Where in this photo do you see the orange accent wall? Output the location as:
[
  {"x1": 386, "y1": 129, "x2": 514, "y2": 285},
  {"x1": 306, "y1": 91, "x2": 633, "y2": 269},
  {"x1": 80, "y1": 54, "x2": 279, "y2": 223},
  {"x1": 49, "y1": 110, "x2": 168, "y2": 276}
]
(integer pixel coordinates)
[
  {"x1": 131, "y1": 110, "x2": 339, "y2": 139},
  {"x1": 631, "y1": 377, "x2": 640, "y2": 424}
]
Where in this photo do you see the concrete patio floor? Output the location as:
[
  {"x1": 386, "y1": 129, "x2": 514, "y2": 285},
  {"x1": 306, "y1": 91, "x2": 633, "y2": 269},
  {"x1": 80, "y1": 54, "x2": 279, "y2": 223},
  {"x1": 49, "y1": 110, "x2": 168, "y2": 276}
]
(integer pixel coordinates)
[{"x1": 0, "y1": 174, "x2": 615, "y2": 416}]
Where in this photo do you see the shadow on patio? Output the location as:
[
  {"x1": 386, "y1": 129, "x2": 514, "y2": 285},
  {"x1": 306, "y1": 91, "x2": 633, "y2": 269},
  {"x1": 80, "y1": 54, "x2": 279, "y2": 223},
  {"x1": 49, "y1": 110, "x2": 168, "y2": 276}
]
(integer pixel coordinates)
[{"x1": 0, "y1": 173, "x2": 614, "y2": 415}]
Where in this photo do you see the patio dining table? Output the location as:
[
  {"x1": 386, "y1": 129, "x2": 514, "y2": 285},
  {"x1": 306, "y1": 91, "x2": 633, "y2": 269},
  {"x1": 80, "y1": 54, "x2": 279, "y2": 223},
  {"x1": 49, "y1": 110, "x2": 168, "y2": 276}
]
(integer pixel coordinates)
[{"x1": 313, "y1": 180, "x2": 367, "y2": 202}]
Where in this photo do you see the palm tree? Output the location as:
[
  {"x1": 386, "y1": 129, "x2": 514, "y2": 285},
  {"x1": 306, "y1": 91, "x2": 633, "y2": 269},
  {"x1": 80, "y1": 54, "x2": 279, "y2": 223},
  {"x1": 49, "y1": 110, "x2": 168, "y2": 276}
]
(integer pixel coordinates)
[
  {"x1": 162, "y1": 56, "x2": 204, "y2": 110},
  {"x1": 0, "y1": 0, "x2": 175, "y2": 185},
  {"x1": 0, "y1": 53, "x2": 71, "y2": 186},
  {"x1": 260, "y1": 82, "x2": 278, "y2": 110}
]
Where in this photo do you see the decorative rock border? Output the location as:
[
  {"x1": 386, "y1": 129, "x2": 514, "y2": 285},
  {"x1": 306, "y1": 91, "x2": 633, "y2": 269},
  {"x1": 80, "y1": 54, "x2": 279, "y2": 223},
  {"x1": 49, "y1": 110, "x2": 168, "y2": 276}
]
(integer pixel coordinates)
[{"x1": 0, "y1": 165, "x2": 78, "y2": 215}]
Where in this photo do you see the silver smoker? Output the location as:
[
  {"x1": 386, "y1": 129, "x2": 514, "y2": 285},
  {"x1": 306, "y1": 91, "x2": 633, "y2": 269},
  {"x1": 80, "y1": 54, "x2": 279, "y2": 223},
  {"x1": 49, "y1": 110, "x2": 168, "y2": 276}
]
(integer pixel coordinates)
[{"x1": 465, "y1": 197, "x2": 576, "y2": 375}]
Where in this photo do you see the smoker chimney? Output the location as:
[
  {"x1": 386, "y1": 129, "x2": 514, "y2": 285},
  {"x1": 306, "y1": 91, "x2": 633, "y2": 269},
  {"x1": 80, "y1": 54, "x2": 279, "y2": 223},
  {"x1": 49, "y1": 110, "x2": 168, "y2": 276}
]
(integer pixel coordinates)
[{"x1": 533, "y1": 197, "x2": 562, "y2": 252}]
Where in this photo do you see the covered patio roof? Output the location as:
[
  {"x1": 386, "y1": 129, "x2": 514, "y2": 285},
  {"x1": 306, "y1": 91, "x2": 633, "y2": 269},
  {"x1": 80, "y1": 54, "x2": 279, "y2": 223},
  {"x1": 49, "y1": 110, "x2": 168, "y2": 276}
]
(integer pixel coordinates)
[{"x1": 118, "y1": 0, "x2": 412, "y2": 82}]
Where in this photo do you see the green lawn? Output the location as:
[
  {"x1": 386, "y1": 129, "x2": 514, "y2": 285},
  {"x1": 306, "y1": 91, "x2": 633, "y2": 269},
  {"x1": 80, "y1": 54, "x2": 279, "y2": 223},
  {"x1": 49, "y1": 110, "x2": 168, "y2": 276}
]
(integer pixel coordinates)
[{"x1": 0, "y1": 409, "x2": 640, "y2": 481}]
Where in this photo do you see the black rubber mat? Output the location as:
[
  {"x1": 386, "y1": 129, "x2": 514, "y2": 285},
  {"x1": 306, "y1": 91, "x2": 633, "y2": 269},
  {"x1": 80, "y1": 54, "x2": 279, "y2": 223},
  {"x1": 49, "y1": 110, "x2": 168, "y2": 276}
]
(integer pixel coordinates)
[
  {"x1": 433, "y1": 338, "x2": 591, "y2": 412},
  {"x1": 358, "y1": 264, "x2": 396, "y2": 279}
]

[To do] Count the lines in the records above that contain the word "patio". Give only the number.

[Final result] 4